| TASK TO COMPLETE |
Carry on the essay on bounded and unbounded tasks below, picking up right after its final sentence.

| EXTRACTED TEXT |
Segment Open
Work • Business Skills
On Bounded and Unbounded Tasks
One of the big causes of stress is that we often face problems that can’t be solved in any reasonable period of time or indeed solved at all. It’s going to take five more years until we’re ready to start the job we really want. That big project at work will taken another 24 months before it shows any signs of real progress. The annoying colleague is a daily challenge, with no end in sight. Even now, deep in adulthood, your sibling or parent remains an ongoing source of frustration. You’ve just had the same argument for the twentieth time with your partner; it always ends in apologies, but a real advance is elusive. Your child has again damaged the sofa. In other words, our longing for control and completion is constantly being frustrated – and, as a result, calm can be very elusive.
So we should seek out and give prestige to tasks that – however small – can be done perfectly.
Zen Buddhist monks understood this perfectly. In the 15th century, they developed into an art form the task of raking gravel into perfect shapes. In the Zen gardens of Kyoto, gravel is carefully raked into beautifully neat little rows. Perhaps just in straight lines, or with more ambitious patterns of swirls and circles. The lines are often on a very small scale. It’s a fiddly task. You might inadvertently tread on a bit you’ve done. You might struggle to keep the rake going at just the right angle. It could be maddening. But it can all be put right. With a bit more time, a bit of careful correction, you can get it just how it should be. The problems of raking gravel are real. But they can be solved. It’s a bit like doing a jigsaw. At a certain stage you feel that you have no idea where lots of pieces could possibly go. They are spread in little confused heaps on the carpet. Yet, deep down, you know that all it takes is time and patience. Every piece will eventually find its home. It’s tricky, but reassuringly doable – unlike so many other things with which we have to engage.
Segment Closed
| DATA SHOWN |
Segment Open
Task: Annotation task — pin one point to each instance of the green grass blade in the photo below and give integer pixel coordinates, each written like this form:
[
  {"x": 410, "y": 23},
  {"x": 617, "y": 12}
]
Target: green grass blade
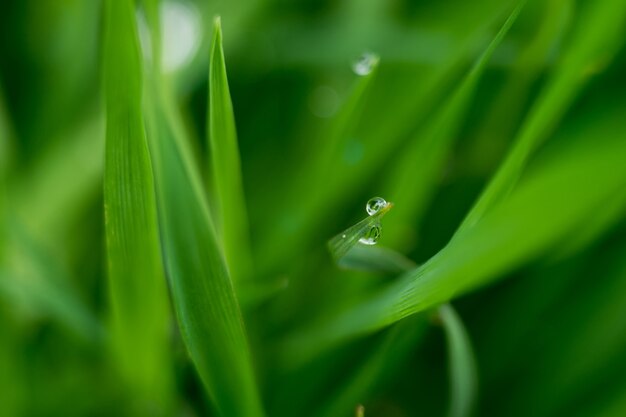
[
  {"x": 413, "y": 178},
  {"x": 203, "y": 295},
  {"x": 138, "y": 290},
  {"x": 553, "y": 203},
  {"x": 462, "y": 366},
  {"x": 377, "y": 370},
  {"x": 36, "y": 286},
  {"x": 586, "y": 48},
  {"x": 232, "y": 219},
  {"x": 376, "y": 259},
  {"x": 341, "y": 244}
]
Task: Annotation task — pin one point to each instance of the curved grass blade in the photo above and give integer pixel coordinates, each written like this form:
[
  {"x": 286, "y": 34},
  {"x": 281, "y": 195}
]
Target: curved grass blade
[
  {"x": 462, "y": 366},
  {"x": 34, "y": 283},
  {"x": 552, "y": 204},
  {"x": 203, "y": 295},
  {"x": 594, "y": 40},
  {"x": 232, "y": 219},
  {"x": 376, "y": 259},
  {"x": 378, "y": 369},
  {"x": 412, "y": 180},
  {"x": 137, "y": 284}
]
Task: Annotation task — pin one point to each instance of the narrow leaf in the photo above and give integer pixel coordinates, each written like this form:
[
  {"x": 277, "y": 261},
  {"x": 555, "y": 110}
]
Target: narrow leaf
[
  {"x": 137, "y": 283},
  {"x": 585, "y": 49},
  {"x": 203, "y": 295},
  {"x": 346, "y": 240},
  {"x": 232, "y": 220},
  {"x": 462, "y": 366}
]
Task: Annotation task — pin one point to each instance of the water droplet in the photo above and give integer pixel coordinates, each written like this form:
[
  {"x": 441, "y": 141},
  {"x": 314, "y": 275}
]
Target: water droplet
[
  {"x": 371, "y": 236},
  {"x": 365, "y": 64},
  {"x": 374, "y": 205}
]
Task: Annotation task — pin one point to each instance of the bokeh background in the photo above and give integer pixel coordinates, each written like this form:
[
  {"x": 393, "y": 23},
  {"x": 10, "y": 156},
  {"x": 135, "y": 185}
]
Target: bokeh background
[{"x": 549, "y": 335}]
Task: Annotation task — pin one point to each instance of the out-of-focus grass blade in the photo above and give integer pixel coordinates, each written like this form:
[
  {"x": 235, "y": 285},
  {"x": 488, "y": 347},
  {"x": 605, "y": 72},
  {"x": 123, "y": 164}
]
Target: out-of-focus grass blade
[
  {"x": 552, "y": 204},
  {"x": 377, "y": 370},
  {"x": 462, "y": 366},
  {"x": 36, "y": 286},
  {"x": 136, "y": 280},
  {"x": 46, "y": 209},
  {"x": 593, "y": 42},
  {"x": 204, "y": 299},
  {"x": 415, "y": 175},
  {"x": 232, "y": 220},
  {"x": 6, "y": 151}
]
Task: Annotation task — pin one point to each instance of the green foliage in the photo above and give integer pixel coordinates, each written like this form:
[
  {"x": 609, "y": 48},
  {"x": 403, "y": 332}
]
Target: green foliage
[
  {"x": 232, "y": 222},
  {"x": 137, "y": 285},
  {"x": 219, "y": 274}
]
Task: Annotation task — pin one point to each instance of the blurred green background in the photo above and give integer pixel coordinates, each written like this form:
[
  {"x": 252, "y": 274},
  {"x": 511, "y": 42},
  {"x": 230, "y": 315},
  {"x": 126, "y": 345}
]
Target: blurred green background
[{"x": 549, "y": 335}]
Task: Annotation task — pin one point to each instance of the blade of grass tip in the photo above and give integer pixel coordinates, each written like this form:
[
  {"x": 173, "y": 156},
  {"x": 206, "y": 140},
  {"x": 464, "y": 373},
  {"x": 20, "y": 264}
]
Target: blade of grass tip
[
  {"x": 232, "y": 219},
  {"x": 202, "y": 291},
  {"x": 368, "y": 228},
  {"x": 413, "y": 178},
  {"x": 47, "y": 209},
  {"x": 594, "y": 40},
  {"x": 376, "y": 259},
  {"x": 137, "y": 285},
  {"x": 553, "y": 203},
  {"x": 462, "y": 365}
]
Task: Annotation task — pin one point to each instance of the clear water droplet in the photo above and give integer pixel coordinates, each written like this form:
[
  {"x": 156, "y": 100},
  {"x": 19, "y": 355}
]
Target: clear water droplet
[
  {"x": 365, "y": 64},
  {"x": 374, "y": 205},
  {"x": 371, "y": 236}
]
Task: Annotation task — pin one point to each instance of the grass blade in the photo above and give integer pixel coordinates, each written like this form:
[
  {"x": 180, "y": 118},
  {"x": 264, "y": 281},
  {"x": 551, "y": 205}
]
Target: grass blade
[
  {"x": 412, "y": 180},
  {"x": 586, "y": 48},
  {"x": 462, "y": 366},
  {"x": 553, "y": 204},
  {"x": 203, "y": 295},
  {"x": 346, "y": 240},
  {"x": 232, "y": 220},
  {"x": 137, "y": 284}
]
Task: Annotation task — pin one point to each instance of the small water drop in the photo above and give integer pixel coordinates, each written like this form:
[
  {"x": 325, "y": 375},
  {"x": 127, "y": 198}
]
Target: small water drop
[
  {"x": 371, "y": 236},
  {"x": 374, "y": 205},
  {"x": 365, "y": 64}
]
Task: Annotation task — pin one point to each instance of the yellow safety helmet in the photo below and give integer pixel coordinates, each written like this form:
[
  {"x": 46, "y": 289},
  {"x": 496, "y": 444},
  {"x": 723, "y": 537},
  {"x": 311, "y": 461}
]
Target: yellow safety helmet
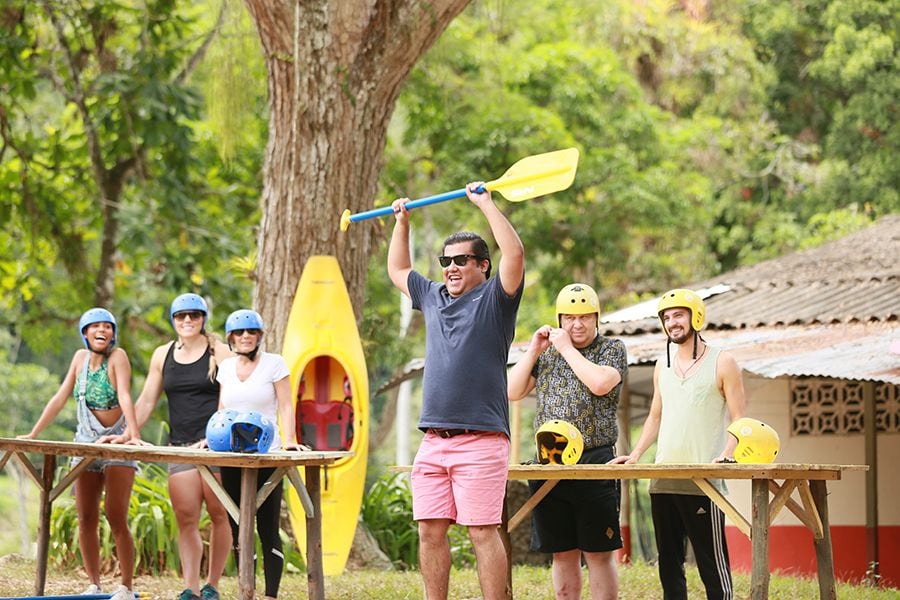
[
  {"x": 757, "y": 442},
  {"x": 558, "y": 443},
  {"x": 681, "y": 298},
  {"x": 577, "y": 299}
]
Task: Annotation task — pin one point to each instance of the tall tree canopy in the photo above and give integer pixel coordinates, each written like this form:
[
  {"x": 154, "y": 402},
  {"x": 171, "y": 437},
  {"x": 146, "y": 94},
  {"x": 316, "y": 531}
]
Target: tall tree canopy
[
  {"x": 335, "y": 70},
  {"x": 109, "y": 194}
]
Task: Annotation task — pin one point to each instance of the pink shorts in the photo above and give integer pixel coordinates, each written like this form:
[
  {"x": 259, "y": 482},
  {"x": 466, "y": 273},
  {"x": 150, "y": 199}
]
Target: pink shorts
[{"x": 462, "y": 478}]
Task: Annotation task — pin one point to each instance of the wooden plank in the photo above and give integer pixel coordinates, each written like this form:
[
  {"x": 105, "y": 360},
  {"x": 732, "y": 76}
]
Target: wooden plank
[
  {"x": 722, "y": 502},
  {"x": 759, "y": 574},
  {"x": 300, "y": 488},
  {"x": 30, "y": 470},
  {"x": 871, "y": 436},
  {"x": 533, "y": 501},
  {"x": 216, "y": 486},
  {"x": 782, "y": 495},
  {"x": 795, "y": 508},
  {"x": 70, "y": 478},
  {"x": 824, "y": 559},
  {"x": 314, "y": 568},
  {"x": 46, "y": 508},
  {"x": 172, "y": 454},
  {"x": 270, "y": 484},
  {"x": 810, "y": 510},
  {"x": 507, "y": 543},
  {"x": 246, "y": 537}
]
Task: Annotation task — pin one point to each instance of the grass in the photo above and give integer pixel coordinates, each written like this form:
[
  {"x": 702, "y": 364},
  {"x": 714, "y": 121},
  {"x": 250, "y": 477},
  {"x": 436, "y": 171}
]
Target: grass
[
  {"x": 637, "y": 582},
  {"x": 10, "y": 537}
]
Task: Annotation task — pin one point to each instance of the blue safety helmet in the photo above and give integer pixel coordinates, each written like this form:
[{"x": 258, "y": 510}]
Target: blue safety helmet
[
  {"x": 96, "y": 315},
  {"x": 218, "y": 430},
  {"x": 243, "y": 319},
  {"x": 252, "y": 432},
  {"x": 188, "y": 302}
]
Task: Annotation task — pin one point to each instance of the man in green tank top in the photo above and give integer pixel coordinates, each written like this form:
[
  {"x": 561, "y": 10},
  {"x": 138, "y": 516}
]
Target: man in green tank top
[{"x": 697, "y": 392}]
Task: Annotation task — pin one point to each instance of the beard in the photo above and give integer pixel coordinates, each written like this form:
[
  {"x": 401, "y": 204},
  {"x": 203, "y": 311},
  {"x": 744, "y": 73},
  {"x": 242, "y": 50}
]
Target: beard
[{"x": 682, "y": 338}]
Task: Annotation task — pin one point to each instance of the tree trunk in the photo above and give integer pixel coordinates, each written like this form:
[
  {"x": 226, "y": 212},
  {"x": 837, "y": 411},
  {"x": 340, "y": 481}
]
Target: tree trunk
[{"x": 335, "y": 69}]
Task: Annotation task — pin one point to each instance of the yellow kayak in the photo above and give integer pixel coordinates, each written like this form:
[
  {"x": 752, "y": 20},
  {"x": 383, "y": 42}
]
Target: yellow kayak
[{"x": 331, "y": 390}]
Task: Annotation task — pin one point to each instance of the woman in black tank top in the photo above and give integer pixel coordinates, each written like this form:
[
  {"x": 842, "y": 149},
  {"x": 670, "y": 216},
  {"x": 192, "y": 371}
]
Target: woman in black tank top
[{"x": 185, "y": 370}]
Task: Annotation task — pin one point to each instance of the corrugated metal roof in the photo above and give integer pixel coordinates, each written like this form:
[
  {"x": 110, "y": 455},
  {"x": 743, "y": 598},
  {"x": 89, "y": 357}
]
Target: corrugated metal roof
[
  {"x": 832, "y": 311},
  {"x": 856, "y": 351},
  {"x": 852, "y": 280}
]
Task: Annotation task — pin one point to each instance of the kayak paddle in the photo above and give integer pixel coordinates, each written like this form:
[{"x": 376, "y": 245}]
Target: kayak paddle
[{"x": 530, "y": 177}]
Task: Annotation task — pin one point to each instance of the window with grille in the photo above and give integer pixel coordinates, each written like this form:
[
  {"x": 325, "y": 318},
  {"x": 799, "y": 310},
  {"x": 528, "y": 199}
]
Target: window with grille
[{"x": 835, "y": 406}]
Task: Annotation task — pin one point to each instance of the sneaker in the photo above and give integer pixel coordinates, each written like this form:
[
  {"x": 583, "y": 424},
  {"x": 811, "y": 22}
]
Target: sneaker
[{"x": 122, "y": 593}]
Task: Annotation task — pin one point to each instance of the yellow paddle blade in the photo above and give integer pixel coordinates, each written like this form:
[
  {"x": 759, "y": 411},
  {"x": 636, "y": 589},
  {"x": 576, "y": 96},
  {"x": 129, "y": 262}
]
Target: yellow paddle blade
[{"x": 537, "y": 175}]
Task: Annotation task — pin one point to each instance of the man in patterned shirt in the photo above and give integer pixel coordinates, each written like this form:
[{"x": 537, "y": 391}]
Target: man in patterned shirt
[{"x": 577, "y": 375}]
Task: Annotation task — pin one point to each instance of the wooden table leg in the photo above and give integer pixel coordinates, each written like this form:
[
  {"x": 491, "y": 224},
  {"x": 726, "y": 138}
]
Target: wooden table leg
[
  {"x": 246, "y": 539},
  {"x": 824, "y": 559},
  {"x": 759, "y": 538},
  {"x": 44, "y": 523},
  {"x": 507, "y": 544},
  {"x": 315, "y": 575}
]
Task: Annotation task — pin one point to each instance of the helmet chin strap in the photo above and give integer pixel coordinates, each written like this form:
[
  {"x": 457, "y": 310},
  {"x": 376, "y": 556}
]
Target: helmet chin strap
[{"x": 251, "y": 355}]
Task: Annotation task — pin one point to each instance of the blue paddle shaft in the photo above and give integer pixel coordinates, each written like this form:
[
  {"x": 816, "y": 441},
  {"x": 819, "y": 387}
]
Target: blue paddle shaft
[{"x": 389, "y": 210}]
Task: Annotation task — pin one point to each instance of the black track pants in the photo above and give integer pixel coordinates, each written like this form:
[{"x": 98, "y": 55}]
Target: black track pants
[
  {"x": 678, "y": 517},
  {"x": 267, "y": 524}
]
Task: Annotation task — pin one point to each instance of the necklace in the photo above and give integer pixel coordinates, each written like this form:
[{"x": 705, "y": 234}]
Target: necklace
[{"x": 684, "y": 371}]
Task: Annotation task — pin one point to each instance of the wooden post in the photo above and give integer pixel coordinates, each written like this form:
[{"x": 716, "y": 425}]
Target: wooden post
[
  {"x": 824, "y": 559},
  {"x": 871, "y": 436},
  {"x": 315, "y": 575},
  {"x": 624, "y": 414},
  {"x": 507, "y": 544},
  {"x": 759, "y": 537},
  {"x": 44, "y": 523},
  {"x": 246, "y": 539}
]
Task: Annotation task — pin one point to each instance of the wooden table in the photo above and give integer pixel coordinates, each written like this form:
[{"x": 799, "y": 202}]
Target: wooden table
[
  {"x": 285, "y": 464},
  {"x": 779, "y": 479}
]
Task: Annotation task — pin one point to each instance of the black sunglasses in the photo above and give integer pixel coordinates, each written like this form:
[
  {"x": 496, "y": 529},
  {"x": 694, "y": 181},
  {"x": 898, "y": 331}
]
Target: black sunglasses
[
  {"x": 459, "y": 260},
  {"x": 240, "y": 332}
]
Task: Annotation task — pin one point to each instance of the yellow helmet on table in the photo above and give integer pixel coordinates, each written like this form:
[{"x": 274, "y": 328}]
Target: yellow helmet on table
[
  {"x": 558, "y": 443},
  {"x": 757, "y": 442}
]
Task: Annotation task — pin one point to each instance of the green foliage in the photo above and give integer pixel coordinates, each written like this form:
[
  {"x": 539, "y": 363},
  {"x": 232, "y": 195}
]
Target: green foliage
[
  {"x": 151, "y": 520},
  {"x": 387, "y": 513},
  {"x": 24, "y": 391},
  {"x": 111, "y": 189}
]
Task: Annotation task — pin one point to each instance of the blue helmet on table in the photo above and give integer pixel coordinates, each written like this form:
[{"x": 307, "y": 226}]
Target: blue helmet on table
[
  {"x": 96, "y": 315},
  {"x": 218, "y": 430},
  {"x": 252, "y": 432}
]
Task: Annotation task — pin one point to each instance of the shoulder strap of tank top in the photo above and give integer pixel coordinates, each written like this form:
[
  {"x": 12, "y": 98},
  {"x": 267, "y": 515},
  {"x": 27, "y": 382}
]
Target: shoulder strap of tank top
[{"x": 82, "y": 385}]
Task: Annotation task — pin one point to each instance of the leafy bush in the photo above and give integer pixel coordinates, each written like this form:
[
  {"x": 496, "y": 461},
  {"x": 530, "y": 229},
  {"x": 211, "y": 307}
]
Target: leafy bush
[
  {"x": 152, "y": 523},
  {"x": 153, "y": 527},
  {"x": 387, "y": 512}
]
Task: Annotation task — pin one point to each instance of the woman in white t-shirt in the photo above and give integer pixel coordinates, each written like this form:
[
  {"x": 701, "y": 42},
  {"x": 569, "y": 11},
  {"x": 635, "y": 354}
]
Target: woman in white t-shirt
[{"x": 260, "y": 382}]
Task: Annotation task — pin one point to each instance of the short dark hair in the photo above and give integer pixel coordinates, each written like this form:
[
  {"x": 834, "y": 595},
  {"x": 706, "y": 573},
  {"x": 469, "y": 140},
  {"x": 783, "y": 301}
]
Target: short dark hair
[{"x": 479, "y": 246}]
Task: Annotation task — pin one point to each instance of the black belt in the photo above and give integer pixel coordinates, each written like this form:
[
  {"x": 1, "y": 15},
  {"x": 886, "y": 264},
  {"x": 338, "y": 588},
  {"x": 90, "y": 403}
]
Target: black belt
[{"x": 449, "y": 433}]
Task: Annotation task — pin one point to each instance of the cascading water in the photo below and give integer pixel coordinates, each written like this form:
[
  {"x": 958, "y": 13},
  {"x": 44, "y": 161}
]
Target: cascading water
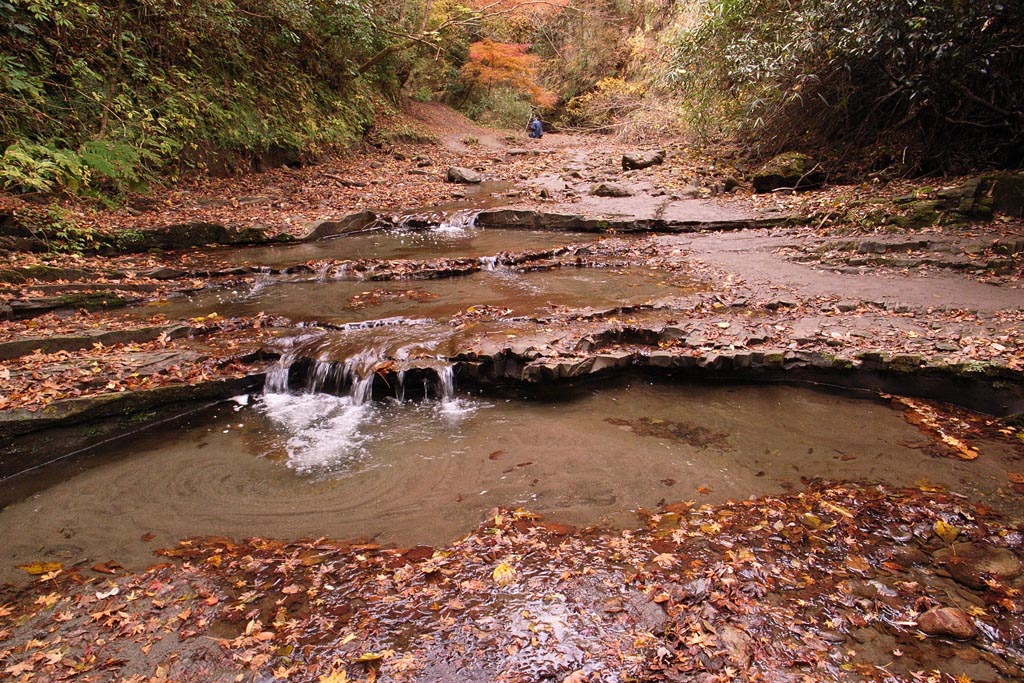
Segment Closed
| TASK RESULT |
We are not wrong to love perfection. It’s a very good longing. But it needs to be given manageable outlets. That’s why spending half an hour gouging straight lines in a small patch of gravel is therapeutic. It takes the edge off our frustration. It allows for the creation of something ordered, beautiful and harmonious – even if it is only a couple of yards squared.
Merely looking at a picture of carefully tended gravel offers respite and restoration. It reminds us that in all the insoluble chaos of daily life, some things can indeed be made exactly and entirely right.